PROBLEM STATEMENT. Could you render all the items below as a numbered list, one line per entry, with blank lines dropped and the pictures left out?

DATA FOR THE TASK.
····················

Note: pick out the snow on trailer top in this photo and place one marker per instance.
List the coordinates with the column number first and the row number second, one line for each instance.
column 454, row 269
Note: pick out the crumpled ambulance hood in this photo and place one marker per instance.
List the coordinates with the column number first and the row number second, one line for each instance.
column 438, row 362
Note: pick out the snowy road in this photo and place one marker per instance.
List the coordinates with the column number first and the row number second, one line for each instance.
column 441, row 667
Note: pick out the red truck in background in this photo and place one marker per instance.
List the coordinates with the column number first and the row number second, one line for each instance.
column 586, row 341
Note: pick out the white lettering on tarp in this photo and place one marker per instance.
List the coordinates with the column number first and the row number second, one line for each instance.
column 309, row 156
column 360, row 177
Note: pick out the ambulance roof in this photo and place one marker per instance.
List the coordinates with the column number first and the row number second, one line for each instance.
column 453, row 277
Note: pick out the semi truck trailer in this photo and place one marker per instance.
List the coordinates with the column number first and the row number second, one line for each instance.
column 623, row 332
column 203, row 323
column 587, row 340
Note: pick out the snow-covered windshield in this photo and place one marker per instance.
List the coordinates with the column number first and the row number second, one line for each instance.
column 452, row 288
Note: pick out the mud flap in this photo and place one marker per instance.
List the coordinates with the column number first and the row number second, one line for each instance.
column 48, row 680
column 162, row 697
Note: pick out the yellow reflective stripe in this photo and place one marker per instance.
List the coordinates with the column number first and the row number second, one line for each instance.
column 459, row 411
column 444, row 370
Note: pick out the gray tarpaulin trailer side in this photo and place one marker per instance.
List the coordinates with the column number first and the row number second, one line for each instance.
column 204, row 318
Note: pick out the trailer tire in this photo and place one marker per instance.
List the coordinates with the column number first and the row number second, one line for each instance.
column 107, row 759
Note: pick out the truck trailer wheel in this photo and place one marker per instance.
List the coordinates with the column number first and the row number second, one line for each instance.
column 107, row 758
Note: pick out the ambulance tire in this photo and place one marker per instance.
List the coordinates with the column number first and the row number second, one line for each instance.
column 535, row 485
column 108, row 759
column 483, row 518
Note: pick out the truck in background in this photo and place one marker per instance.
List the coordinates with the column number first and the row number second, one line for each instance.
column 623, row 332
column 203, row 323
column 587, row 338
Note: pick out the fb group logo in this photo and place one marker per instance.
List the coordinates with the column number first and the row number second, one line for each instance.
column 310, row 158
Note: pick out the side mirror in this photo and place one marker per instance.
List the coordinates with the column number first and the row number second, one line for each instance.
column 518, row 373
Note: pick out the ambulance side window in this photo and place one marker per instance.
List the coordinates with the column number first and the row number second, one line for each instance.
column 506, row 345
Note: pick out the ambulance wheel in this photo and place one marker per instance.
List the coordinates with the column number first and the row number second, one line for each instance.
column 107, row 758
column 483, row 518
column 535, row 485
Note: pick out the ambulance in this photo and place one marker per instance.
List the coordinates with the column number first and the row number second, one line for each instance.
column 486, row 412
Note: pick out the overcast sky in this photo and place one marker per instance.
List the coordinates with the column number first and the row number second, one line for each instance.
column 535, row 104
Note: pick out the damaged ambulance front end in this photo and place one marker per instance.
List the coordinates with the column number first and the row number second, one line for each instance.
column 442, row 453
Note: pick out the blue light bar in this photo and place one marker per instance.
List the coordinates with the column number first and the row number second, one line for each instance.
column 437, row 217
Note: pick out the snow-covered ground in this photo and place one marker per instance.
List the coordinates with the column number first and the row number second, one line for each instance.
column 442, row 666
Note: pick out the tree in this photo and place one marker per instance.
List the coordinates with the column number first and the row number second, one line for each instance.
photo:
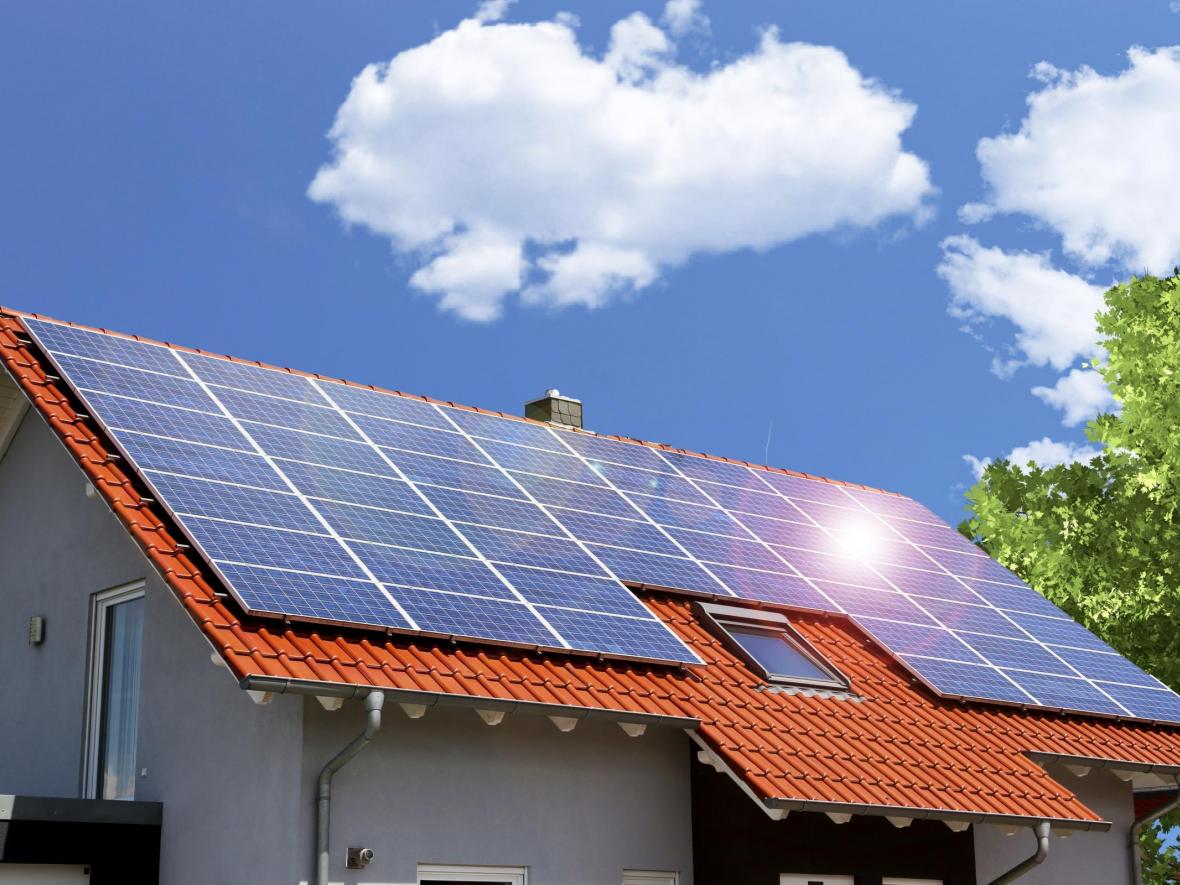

····················

ANSWER IN FULL.
1. Note: pick out the snow on trailer top in this photo and place one marker per instance.
2. List the coordinates with the column number first and the row number second, one line for each instance.
3. column 454, row 269
4. Note: pick out the crumpled ambulance hood in this photo and place one marker per instance.
5. List the coordinates with the column number first and the row number second, one line for each instance.
6. column 438, row 362
7. Note: pick out the snowy road in this photo and place one marker per instance.
8. List the coordinates with the column number first and the row number second, one line for each instance.
9. column 441, row 667
10. Note: pick out the red truck in background in this photo and place one marker per instance.
11. List the coordinates with the column number first and the row number second, one line for each instance.
12. column 586, row 341
13. Note: pick out the white lettering on tarp in this photo and place one marker per instance.
14. List the coordinates with the column number first and the row number second, one line for each instance.
15. column 309, row 156
16. column 360, row 177
17. Note: pick out the ambulance roof in this photo and place one marker per instance.
18. List the coordinates with the column number first and the row number second, one line for each instance.
19. column 453, row 277
20. Note: pick out the semi truck trailer in this photo and place one marker per instance.
21. List the coordinates with the column number first and the row number second, one line for each instance.
22. column 623, row 332
23. column 203, row 323
24. column 587, row 340
25. Note: pick out the snow-covered windshield in this photo and place one marker per instance.
26. List the coordinates with the column number first and the row number second, one line for each instance.
27. column 452, row 288
28. Note: pick out the mud flap in this photo and place one marker per instance.
29. List the coordinates with the column number first and the row number second, one line for each instance.
30. column 48, row 680
31. column 162, row 697
32. Note: pick out the yellow reflective stripe in this photo and place one marker per instance.
33. List the coordinates with the column number first and the row number second, one line for each instance.
34. column 459, row 411
35. column 444, row 370
36. Note: pick out the gray tarpaulin trailer side in this photo and place one marker per instance.
37. List the coordinates with the column number first and the row number second, one line for each instance.
38. column 204, row 318
39. Note: pick out the trailer tire in this photo and place one marker per instance.
40. List the coordinates with the column number first and the row number second, one line for each instance.
41. column 107, row 759
42. Note: pick out the truck trailer wheel in this photo and place one marker per instance.
43. List the coordinates with the column number first and the row number second, one line for each instance.
44. column 107, row 758
45. Note: pick out the ambulance tire in this photo and place one marker per instance.
46. List the coordinates with the column number first and the row number second, one line for each instance.
47. column 535, row 485
48. column 108, row 759
49. column 483, row 518
50. Note: pick out the truck in background in this photo and place one marker per instance.
51. List the coordinates with the column number first and the row number second, one line for each instance.
52. column 623, row 332
53. column 203, row 323
54. column 587, row 338
55. Note: pick out the fb group logo in this photo and place one marker per instance.
56. List the coordinates with the column number first and the row number second, one line for each instance.
57. column 310, row 158
58. Note: pick out the side mirror in this photo and place one marker per instance.
59. List the coordinates with the column number first and the row number second, one line for each instance.
60. column 518, row 373
61. Note: pick out the ambulance side window in this photo and place one marker per instance.
62. List the coordinates with the column number first and the row number second, one line for each instance.
63. column 506, row 345
64. Note: pick out the ambulance wheel in this photo and place one marker per instance.
65. List the coordinates with the column number first and the row number second, one line for each instance.
66. column 107, row 758
67. column 483, row 518
68. column 535, row 485
69. Note: pick out the ambulance in this photo and place one marker per instance.
70. List the coordinates with the column number first and the row number second, one line for each instance.
71. column 486, row 412
72. Note: pick out the overcast sky in this photo and place one marker per instance.
73. List the coordinates with the column number first and the row number second, one line for each instance.
74. column 535, row 104
75. Note: pick out the damaged ambulance front end in this photo and place one marker per instance.
76. List the coordinates with the column number first and the row number second, one line for each instance.
77. column 442, row 453
78. Note: pick out the blue light bar in this photo and place one marker per instance.
79. List the coordinates with the column number first and the row number second, one line for each instance.
80. column 437, row 217
81. Note: pick out the snow-covered ground in this photo and place one marker per instance.
82. List the coordinates with the column number first and the row number second, one line for each instance.
83. column 442, row 666
84. Note: pick out the tree in this photo and place one marker per instance.
85. List the coordinates with the column number first and the row number second, one line for each instance.
86. photo:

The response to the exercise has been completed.